**ТЕКСТ ДЛЯ ЧТЕНИЯ**
«ТОТЕМ И ТАБУ» (Totem und Tabu) — одна из основных работ 3. Фрейда, посвященная прояснению позиций психоанализа в области социальных наук. Книга имеет подзаголовок «О соответствиях в душевной жизни дикарей и невротиков» (в русском переводе менее точно: «Психология первобытной культуры и религии»). Четыре эссе, составившие эту книгу, были первоначально опубликованы в издаваемом Фрейдом журнале «Imago» в 1912—13: Teil 1, 1912, Bd. I (1), S. 17- 33, Teil II, 1912, Bd. 1 (3), S. 213-227, Bd. 1 (4), S. 301-333, Teil III, 1913, Bd. 2 (1), S. 1-21, Teil IV, 1913, Bd. 2 (4), S. 357- 408. В том же 1913 они вышли под одной обложкой (Freud S. Totem und Tabu. Lpz.—W.).
Фрейд указывает на совпадение фантазий душевнобольных с космогониями древних народов, что побуждает его распространить идею параллелизма онтогенетического и филогене-тического развития, признанную в биологии, также и на содержание душевной жизни. Душевнобольной и невротик в таком случае сближаются с первобытным человеком, что, в свою очередь, открывает возможность свести то, что у них имеется общего, к типу инфантильной душевной жизни. В частности, Фрейд проводит параллель между неврозами навязчивых состояний и феноменом табу. Невроз навязчивости можно было бы называть «болезнью табу». Главное сходство навязчивых запретов у нервнобольных с табу состоит в том, что запреты и в том, и в другом случае не мотивированы и происхождение их загадочно. В случае невроза, как и при табу, главным и основным запрещением является прикосно-вение (часто невроз именуется боязнью прикосновения). Навязчивым запретам свойственна подвижность; как и табу, они способны переходить с одного объекта на другой. Но если происхождение табу — загадка, по Фрейду, то психический механизм невроза открыт психоанализом. Типичная «история болезни» такова: вначале, в раннем детстве, проявляется сильное чувство наслаждения от прикосновения, цель которого вполне специфична. Этому наслаждению противопоставляется извне запрет на совершение именно этого прикосновения. Запрещение оказывается сильнее, чем влечение, которое стремится выразиться в прикосновении, но вследствие примитивной психической конституции ребенка запрету не удается целиком уничтожить влечение. Следствием запрета стало лишь то, что влечение (наслаждение от прикосновения) подверглось вытеснению и перешло в бессознательное. Сохранились и запрет, и влечение; влечение, потому что оно было вытеснено, а не уничтожено, и запрет, потому что, если бы его не стало, влечение перешло бы в сознание и осуществилось.

[Записанные данные]
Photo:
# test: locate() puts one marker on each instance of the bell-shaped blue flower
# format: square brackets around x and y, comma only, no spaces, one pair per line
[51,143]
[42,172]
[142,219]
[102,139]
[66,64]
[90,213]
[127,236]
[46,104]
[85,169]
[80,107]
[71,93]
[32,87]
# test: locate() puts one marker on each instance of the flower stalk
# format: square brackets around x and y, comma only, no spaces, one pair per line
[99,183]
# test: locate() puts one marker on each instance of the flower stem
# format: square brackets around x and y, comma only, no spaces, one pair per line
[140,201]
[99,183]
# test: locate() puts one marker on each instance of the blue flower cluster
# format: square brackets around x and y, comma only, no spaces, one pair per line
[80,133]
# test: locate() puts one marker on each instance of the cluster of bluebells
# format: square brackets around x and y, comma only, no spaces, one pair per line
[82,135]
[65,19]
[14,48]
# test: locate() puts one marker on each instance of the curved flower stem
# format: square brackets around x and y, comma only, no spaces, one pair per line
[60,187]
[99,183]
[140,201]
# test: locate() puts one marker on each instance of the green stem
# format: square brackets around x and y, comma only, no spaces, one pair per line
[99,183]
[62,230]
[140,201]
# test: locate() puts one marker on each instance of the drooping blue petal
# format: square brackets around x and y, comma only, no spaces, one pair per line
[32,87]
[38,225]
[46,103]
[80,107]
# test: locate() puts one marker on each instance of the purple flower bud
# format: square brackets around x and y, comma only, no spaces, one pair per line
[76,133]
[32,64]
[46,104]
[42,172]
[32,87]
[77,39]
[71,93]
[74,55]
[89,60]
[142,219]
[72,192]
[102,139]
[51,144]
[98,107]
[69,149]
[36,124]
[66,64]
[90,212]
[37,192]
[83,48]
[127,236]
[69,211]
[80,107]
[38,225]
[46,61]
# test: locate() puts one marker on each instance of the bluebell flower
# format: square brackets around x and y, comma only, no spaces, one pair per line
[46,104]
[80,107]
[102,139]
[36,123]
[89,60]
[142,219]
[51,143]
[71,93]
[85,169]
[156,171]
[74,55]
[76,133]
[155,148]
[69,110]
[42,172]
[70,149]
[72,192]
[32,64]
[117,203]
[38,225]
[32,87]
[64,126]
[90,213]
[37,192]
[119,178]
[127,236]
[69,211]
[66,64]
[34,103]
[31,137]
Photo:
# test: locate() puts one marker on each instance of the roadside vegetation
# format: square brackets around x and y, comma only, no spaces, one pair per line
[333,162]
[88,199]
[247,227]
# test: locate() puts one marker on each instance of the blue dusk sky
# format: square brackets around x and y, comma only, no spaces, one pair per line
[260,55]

**ВАША ЗАДАЧА**
Пожалуйста, перечислите все черты сходства между навязчивыми запретами при неврозе и табу, которые называет текст. Данные никак не связаны с текстом.

**РЕШЕНИЕ ЗАДАЧИ**
1. Запреты не мотивированы, и их происхождение загадочно.
2. Главное и основное запрещение касается прикосновения.
3. Запретам свойственна подвижность: они способны переходить с одного объекта на другой.